● What is being asked
Print a faithful copy of the data below, word for word, with the pictures left out.

[Data for this task]

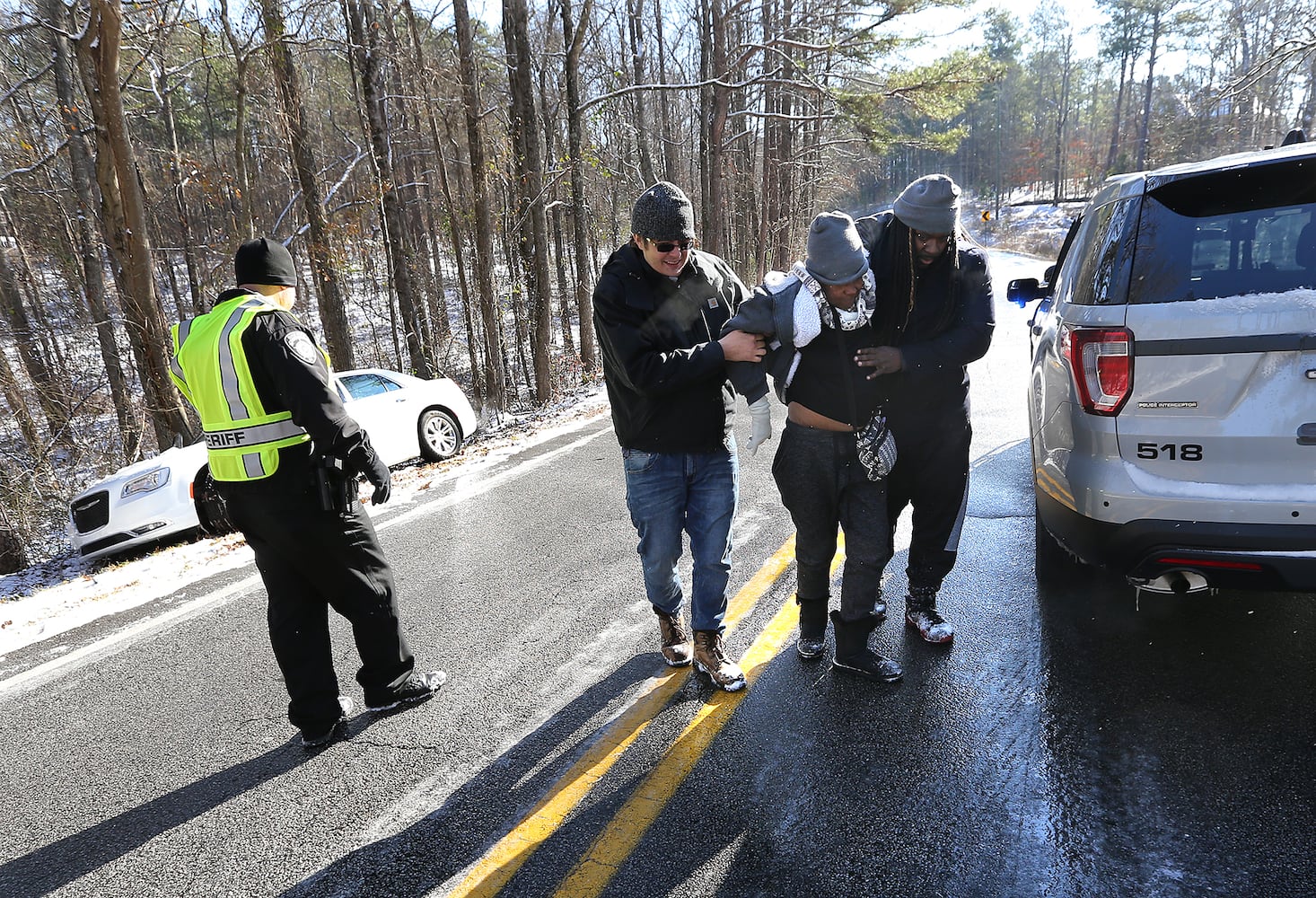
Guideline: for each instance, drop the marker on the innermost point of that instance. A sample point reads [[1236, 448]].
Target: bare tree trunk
[[1145, 130], [241, 152], [333, 318], [163, 92], [29, 349], [559, 268], [1062, 110], [636, 9], [495, 377], [82, 170], [146, 330], [364, 37], [573, 34], [533, 231], [670, 163], [1112, 154], [716, 101]]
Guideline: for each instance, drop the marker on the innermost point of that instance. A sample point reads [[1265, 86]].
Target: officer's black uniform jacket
[[287, 377], [948, 327], [663, 366]]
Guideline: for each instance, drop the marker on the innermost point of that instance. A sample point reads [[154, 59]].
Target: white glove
[[759, 424]]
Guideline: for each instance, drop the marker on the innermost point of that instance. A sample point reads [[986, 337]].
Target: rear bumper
[[1268, 557]]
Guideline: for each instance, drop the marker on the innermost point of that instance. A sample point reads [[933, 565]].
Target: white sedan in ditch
[[171, 493]]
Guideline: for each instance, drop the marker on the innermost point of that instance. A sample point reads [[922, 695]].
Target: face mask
[[850, 318]]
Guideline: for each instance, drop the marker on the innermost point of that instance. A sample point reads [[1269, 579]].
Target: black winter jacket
[[299, 382], [949, 324], [663, 366]]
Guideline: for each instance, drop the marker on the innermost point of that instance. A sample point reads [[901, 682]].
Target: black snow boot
[[812, 627], [921, 614], [853, 655]]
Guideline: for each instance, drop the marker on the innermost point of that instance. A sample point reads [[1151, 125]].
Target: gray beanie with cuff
[[836, 253], [663, 212], [929, 205]]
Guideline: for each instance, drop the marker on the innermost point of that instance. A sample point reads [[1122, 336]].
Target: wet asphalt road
[[1073, 742]]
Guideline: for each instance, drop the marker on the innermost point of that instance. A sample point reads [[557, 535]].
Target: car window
[[1228, 233], [364, 384], [1099, 274]]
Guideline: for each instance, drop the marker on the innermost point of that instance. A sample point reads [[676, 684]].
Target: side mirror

[/Data for this task]

● Written solution
Guideline: for each instance, drop the marker on the innermost point of that instance. A sample point reads [[1236, 448]].
Target: bare tree trunk
[[1145, 130], [241, 152], [333, 318], [163, 92], [29, 349], [559, 268], [1062, 110], [636, 9], [495, 377], [82, 170], [146, 330], [364, 37], [573, 34], [533, 231], [670, 163], [1112, 154], [716, 101]]
Guideline: for each instance, drop the marker on the innermost point of that instance. A sample point reads [[1265, 86]].
Target: officer's black uniform jacket
[[287, 377], [948, 327], [663, 366]]
Guideline: for each instance, drop the marker on the innermost point of that instance. A sample point reads [[154, 59]].
Target: white glove
[[759, 424]]
Guideline: for each instance, drop the marker on the innermost point of that instance. A sample point reads [[986, 337]].
Target: rear bumper
[[1268, 557]]
Guideline: for each instance, drop the marker on the innermost point of that instance. A sample point reads [[933, 565]].
Target: white sedan in ditch
[[171, 493]]
Guideline: for each instance, drop the marker on the innermost point of that instance. A sample point reads [[922, 695]].
Target: face mask
[[850, 318]]
Guideline: for each instance, drop the marker on the innermost point of that instance. A sample point reads [[1269, 579]].
Target: black winter jacket
[[299, 382], [949, 324], [663, 366]]
Guideline: for each instance, drop the marker on the innermost point of that instance. A sample point reads [[901, 682]].
Target: black snow boot
[[812, 627], [921, 614], [853, 655]]
Guideline: for each instance, drop the marker on the innermost point of that instance. A sample point reads [[1151, 125]].
Target: gray beanie with cuff
[[836, 253], [663, 212], [929, 205]]
Guideline: for each instance, drop the marker on the innermost point of that instance. A sample point reads [[1122, 336]].
Target: wet asphalt road
[[1073, 742]]
Guideline: for each instance, drop the marker on the innermost point of that instance. A sample point reads [[557, 535]].
Target: car window
[[1228, 233], [364, 384], [1099, 274]]
Guideline: for each instance, drop the marker on the innermost point of that instance. A sample point reads [[676, 684]].
Target: side mirror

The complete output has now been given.